> **EXERCISE GOAL**: Write out the lines below without changing anything, from the line with "Every instance of the wooden support" to the line with "<point>58,294</point>", including both.

▽

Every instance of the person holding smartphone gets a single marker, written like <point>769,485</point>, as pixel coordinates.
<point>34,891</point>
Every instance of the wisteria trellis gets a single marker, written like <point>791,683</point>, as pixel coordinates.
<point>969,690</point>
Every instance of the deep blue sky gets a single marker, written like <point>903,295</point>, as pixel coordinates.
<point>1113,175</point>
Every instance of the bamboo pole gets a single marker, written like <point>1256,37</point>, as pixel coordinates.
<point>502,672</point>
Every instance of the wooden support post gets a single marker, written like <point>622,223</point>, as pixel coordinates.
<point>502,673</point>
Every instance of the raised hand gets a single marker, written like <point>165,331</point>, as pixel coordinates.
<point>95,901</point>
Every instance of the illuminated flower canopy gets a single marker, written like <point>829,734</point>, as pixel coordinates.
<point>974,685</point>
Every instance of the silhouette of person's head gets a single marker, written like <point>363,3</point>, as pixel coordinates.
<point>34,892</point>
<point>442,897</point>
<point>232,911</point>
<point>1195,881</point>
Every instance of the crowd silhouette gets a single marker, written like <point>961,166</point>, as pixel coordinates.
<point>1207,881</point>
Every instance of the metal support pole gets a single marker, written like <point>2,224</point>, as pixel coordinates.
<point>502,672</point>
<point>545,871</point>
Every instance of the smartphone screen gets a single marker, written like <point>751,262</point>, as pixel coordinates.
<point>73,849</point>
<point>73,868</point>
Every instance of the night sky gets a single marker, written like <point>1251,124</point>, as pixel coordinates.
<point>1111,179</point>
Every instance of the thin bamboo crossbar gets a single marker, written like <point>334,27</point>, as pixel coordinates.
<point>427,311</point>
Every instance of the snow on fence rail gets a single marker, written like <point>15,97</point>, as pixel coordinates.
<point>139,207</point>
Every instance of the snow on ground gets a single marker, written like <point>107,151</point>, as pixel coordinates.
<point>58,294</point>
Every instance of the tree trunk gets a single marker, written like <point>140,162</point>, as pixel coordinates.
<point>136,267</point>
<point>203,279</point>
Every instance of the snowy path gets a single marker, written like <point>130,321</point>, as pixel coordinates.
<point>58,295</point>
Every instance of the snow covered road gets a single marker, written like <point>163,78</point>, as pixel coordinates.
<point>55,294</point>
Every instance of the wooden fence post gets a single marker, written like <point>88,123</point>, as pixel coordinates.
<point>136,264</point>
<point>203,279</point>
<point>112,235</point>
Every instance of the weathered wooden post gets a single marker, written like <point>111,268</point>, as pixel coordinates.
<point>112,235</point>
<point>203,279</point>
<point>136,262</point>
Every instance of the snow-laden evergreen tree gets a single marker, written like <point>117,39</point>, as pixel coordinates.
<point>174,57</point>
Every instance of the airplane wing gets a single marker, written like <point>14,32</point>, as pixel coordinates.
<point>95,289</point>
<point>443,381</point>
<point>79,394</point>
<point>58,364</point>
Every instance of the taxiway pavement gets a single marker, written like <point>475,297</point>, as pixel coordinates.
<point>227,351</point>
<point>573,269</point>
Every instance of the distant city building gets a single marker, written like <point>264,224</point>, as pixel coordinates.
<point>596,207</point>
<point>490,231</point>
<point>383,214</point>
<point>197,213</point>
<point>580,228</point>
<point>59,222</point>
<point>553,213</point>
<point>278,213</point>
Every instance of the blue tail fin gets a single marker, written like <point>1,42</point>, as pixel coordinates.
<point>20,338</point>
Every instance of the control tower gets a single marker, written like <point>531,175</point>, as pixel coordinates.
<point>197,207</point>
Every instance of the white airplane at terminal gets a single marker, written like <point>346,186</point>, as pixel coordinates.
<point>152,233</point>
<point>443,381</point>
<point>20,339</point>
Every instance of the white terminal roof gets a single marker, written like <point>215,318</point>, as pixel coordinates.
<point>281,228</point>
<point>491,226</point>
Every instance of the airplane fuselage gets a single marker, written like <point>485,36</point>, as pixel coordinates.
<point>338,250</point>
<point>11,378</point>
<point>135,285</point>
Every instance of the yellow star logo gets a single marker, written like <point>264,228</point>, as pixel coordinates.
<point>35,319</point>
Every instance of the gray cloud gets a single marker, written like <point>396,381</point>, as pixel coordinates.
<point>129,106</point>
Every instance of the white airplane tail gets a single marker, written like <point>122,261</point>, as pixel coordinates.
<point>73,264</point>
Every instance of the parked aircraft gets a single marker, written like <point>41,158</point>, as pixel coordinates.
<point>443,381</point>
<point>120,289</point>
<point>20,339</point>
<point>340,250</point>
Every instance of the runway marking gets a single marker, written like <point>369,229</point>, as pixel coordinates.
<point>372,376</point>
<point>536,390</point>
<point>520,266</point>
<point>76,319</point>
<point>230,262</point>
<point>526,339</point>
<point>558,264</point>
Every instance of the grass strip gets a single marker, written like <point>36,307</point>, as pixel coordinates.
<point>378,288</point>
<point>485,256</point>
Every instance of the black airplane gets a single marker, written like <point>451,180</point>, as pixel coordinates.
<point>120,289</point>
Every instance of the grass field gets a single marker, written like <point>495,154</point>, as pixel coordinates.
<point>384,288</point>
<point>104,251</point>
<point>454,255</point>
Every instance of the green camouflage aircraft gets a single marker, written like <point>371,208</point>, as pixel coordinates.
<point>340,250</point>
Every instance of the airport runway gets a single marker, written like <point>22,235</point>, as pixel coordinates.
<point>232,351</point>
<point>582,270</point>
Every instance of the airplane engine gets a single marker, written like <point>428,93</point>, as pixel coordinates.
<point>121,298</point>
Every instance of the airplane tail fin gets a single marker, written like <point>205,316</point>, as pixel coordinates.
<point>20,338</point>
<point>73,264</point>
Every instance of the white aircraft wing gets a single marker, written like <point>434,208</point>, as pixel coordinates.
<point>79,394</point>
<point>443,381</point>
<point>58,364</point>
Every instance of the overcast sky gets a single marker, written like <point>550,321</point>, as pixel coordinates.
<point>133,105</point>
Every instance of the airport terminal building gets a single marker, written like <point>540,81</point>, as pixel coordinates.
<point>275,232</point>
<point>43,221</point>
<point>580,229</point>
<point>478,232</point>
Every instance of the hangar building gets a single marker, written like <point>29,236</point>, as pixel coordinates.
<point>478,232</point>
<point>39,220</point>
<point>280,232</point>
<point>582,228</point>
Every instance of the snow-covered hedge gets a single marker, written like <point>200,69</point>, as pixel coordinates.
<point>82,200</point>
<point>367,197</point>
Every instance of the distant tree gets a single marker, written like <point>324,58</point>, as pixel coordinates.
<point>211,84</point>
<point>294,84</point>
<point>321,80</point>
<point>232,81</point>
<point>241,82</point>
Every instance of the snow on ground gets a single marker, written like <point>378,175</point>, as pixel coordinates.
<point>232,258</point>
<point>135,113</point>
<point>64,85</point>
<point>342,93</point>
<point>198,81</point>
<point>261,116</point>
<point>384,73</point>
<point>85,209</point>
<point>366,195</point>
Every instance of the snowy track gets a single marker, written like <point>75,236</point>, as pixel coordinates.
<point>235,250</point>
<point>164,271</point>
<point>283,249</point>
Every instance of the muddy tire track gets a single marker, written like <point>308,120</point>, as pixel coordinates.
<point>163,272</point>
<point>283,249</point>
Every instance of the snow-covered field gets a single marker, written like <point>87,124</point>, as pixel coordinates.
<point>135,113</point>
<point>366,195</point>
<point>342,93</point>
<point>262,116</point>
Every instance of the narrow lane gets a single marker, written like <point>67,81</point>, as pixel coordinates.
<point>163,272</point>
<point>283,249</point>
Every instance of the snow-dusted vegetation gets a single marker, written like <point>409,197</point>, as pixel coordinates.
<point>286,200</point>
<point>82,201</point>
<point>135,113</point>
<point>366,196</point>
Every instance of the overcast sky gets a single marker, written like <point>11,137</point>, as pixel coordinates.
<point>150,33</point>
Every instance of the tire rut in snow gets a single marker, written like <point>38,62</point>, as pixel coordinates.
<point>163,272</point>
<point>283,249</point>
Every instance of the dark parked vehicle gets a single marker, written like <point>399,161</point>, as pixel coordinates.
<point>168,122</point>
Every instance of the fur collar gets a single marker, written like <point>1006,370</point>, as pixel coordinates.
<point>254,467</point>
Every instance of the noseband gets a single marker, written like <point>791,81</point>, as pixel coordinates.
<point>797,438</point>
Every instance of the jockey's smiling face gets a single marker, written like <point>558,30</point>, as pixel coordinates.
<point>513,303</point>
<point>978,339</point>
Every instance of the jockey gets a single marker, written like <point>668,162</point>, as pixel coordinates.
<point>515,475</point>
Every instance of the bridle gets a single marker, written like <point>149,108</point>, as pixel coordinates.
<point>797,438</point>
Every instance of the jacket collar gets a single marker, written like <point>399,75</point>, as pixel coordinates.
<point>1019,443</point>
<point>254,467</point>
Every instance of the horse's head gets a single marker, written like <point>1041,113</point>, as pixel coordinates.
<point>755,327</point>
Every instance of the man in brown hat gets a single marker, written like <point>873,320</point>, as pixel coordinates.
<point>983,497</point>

△

> **RESULT BELOW**:
Every instance of the wooden support post gets a single marker, written like <point>622,223</point>, as pixel coordinates.
<point>502,673</point>
Every instance of the raised hand gets a single marker, written like <point>165,331</point>, as pixel coordinates.
<point>95,901</point>
Every instance of the illuminated flower canopy gets a single marker, written like <point>829,734</point>, as pixel coordinates.
<point>974,685</point>
Every instance of the silhouette of person's head gets a single marker, written like <point>363,3</point>, as pixel coordinates.
<point>34,892</point>
<point>442,897</point>
<point>232,911</point>
<point>1195,881</point>
Every instance of the crowd silhouette gets a single marker, written like <point>961,166</point>, as pixel coordinates.
<point>1207,881</point>
Every instance of the metal support pole gets a single marker, written like <point>2,224</point>, as pixel coordinates.
<point>502,672</point>
<point>545,871</point>
Every instance of the smartphone screen gets a single marker, written like <point>751,262</point>, as pixel coordinates.
<point>73,849</point>
<point>73,868</point>
Every instance of the night sky gets a single marker, written like <point>1251,124</point>, as pixel coordinates.
<point>1111,179</point>
Every instance of the thin bamboo crossbar gets a single marker, written like <point>334,27</point>, as pixel coordinates.
<point>427,311</point>
Every instance of the snow on fence rail gets a single marker, written like <point>15,97</point>, as pixel coordinates.
<point>139,207</point>
Every instance of the snow on ground gets a single marker, written like <point>107,151</point>, as pixel coordinates.
<point>58,294</point>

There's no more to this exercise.